- _SELECTED EXTRACT_
•••
The UK government is preparing to reclaim some of its lost power by reviewing extradition treaties with the US and EU that allow its citizens to be shipped abroad for trial without evidence proving their guilt.
Under the current laws, countries that want to extradite British citizens do not have to provide any evidence of their guilt in the crime for which they are wanted.
“If you stand in that court accused of something, it might be totally absurd. There’s nothing that a British court can do to stop you being extradited – very, very limited powers to stop it,” explained member of the European Parliament Gerard Batten, who says the problem is that British courts are not allowed to review evidence against those wanted for extradition.
After years of fighting, it is a small victory for Janis Sharp, whose son Gary McKinnon is wanted in the US for hacking into the Pentagon’s computers. McKinnon has been granted a stay of extradition, and if the review gives Britain’s legal system more power to protect its citizens, he may not have to face decades in an American jail.
“The waiting is very difficult,” said Janis Sharp. “Every second you are at heightened stress, so I have prepared him that it might mean a longer wait. But he agrees, as long as the outcome is good. Also, if the treaty is changed and it helps everybody, then at least something has been achieved, and you’ll feel it wasn’t all for nothing.”
•••
[Items from a data source]
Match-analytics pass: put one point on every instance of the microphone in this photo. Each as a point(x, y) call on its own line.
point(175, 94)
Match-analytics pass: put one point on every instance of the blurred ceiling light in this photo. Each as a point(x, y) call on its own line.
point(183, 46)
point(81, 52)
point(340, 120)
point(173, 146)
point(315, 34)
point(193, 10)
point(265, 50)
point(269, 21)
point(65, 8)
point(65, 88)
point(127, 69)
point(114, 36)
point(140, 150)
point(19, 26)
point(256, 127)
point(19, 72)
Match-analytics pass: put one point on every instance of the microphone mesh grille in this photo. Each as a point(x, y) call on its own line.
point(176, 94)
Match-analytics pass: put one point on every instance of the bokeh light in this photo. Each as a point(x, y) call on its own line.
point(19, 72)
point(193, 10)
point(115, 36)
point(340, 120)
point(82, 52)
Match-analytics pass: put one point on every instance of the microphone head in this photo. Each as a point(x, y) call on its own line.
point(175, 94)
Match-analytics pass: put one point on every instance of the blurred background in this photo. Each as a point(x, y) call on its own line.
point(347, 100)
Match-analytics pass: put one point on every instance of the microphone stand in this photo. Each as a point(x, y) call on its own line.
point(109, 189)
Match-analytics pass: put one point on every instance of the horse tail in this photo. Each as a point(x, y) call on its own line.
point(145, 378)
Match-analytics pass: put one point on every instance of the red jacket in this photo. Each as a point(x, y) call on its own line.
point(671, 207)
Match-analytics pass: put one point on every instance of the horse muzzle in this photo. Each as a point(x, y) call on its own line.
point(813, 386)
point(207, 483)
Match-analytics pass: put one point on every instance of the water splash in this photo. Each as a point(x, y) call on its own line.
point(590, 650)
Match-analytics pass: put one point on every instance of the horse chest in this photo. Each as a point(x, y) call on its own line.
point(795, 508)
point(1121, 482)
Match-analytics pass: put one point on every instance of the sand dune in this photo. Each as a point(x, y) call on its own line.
•••
- _TASKS FOR THIS EXERCISE_
• a. Copy the stretch of the article on UK extradition treaties from "Under the current" through "they are wanted.".
• b. According to the article on UK extradition treaties, why is Gary McKinnon wanted in the US?

- _ANSWER SECTION_
• a.
Under the current laws, countries that want to extradite British citizens do not have to provide any evidence of their guilt in the crime for which they are wanted.

• b. He is wanted for hacking into the Pentagon's computers.